(MATERIAL SHOWN begins)
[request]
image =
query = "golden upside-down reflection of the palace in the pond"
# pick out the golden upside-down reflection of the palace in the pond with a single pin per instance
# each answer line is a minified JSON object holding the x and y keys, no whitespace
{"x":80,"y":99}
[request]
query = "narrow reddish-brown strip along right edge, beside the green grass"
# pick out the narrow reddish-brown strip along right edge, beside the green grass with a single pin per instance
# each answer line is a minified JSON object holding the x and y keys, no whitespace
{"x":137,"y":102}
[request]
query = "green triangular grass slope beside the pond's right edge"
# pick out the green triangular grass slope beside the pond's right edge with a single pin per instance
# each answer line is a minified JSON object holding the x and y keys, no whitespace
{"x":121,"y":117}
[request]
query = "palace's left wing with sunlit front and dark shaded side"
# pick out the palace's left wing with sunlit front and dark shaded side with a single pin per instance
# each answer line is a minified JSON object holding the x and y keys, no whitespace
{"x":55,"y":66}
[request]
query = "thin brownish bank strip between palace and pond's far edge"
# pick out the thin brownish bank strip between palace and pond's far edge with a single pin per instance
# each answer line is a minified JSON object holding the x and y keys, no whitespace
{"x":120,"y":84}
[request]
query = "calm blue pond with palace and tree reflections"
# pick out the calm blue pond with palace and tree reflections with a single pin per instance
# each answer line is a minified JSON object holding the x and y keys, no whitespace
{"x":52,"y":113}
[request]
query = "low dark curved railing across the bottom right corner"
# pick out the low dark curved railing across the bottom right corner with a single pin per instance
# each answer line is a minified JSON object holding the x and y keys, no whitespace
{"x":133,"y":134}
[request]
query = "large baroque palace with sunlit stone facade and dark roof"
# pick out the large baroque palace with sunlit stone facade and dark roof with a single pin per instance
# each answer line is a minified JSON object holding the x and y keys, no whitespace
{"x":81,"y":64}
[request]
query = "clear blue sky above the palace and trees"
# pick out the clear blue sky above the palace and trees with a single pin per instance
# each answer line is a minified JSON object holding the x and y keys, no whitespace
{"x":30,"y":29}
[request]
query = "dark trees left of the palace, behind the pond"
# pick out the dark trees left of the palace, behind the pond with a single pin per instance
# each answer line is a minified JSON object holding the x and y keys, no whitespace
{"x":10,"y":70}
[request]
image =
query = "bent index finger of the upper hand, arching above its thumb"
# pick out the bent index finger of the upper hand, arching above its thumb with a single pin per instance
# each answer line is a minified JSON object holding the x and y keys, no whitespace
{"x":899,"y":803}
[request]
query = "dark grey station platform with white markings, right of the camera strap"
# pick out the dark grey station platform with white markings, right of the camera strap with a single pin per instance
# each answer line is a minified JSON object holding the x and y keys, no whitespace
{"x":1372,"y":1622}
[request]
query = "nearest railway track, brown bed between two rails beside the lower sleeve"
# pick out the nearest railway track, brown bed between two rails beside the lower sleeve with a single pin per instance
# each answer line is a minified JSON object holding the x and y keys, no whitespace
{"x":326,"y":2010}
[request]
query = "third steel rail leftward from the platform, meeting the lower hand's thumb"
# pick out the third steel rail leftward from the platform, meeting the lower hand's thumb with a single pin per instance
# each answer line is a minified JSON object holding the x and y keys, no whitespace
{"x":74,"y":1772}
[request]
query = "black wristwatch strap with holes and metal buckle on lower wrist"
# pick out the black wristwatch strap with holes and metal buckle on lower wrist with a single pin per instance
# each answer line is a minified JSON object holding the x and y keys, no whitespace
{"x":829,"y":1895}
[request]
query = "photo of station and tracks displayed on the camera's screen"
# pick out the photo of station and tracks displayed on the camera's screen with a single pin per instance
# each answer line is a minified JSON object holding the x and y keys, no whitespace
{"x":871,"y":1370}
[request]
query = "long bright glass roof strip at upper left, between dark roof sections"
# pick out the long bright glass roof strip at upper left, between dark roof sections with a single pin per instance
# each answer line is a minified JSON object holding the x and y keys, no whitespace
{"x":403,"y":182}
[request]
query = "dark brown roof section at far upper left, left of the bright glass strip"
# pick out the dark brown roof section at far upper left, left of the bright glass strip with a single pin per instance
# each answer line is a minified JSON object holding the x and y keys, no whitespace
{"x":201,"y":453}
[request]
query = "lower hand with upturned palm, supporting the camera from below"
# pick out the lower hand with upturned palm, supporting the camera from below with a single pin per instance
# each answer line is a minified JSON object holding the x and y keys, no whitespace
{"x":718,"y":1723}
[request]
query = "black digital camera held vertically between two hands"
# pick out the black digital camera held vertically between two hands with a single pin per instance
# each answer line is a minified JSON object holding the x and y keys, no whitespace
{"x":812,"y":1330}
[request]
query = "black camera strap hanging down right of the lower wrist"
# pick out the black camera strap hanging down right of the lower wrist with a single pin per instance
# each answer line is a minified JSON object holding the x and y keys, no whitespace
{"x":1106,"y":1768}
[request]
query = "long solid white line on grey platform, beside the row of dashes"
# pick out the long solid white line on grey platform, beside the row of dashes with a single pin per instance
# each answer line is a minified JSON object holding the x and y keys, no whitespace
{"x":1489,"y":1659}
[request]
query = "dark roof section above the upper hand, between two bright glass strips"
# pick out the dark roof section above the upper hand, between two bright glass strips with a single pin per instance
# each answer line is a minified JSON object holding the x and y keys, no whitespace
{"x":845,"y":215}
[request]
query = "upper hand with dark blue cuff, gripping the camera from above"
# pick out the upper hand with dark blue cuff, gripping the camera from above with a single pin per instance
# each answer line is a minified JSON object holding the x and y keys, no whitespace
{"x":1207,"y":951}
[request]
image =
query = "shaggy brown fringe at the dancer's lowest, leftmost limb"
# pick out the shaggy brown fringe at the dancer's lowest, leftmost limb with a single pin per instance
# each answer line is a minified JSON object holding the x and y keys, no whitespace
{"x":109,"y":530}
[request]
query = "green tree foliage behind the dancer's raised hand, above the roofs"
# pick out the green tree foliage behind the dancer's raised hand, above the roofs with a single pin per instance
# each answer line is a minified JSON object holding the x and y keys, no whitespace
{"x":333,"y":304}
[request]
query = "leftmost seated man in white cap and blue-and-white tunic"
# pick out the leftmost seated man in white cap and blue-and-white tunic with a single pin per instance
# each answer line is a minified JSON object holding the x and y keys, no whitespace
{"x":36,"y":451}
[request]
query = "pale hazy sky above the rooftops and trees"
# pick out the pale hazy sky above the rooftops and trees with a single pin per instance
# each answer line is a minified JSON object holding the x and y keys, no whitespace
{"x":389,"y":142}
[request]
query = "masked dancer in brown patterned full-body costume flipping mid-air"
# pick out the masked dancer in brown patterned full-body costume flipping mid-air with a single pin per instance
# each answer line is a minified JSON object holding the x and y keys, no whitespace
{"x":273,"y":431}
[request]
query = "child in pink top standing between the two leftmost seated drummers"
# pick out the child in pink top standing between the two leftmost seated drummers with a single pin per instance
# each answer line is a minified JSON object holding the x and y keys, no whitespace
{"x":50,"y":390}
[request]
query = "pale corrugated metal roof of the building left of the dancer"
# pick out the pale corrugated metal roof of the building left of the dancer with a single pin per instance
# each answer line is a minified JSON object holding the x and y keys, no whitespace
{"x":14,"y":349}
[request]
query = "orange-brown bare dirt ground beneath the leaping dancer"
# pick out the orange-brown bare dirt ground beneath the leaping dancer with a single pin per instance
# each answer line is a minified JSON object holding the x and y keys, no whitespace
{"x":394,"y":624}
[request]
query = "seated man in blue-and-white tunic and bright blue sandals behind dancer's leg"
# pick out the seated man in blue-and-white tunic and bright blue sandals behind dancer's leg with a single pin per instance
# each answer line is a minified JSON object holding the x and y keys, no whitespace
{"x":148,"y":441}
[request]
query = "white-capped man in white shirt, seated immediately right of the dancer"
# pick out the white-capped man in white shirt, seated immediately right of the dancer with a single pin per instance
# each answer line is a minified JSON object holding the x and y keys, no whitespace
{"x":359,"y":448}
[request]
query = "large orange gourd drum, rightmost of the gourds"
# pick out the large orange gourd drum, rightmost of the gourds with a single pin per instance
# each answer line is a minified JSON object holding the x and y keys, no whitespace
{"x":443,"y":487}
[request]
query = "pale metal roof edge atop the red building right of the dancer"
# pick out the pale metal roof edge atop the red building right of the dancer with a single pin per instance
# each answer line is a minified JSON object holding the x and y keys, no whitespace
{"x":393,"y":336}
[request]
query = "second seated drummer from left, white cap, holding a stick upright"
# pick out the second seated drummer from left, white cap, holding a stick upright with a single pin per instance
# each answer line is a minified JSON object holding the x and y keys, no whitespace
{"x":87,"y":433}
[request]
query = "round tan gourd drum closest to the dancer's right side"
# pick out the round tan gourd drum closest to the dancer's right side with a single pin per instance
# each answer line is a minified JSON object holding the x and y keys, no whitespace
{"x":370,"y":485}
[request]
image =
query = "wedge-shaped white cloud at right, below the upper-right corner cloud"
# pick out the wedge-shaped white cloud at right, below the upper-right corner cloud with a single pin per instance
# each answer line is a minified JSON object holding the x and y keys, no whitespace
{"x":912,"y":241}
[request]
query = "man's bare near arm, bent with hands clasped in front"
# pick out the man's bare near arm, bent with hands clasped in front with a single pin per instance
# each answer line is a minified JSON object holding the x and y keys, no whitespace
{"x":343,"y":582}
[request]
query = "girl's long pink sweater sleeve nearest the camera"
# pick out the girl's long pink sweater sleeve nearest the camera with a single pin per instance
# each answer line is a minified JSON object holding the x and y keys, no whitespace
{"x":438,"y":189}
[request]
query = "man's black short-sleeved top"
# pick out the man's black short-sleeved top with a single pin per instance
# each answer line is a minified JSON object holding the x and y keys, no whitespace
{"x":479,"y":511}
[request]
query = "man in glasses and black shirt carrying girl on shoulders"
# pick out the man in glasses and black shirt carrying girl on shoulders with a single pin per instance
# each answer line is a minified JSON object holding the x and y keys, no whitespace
(MATERIAL SHOWN ends)
**TASK ITEM**
Using the entries, state how many of their lines hold "upright"; give the number and no more.

**RESULT FOR THIS EXERCISE**
2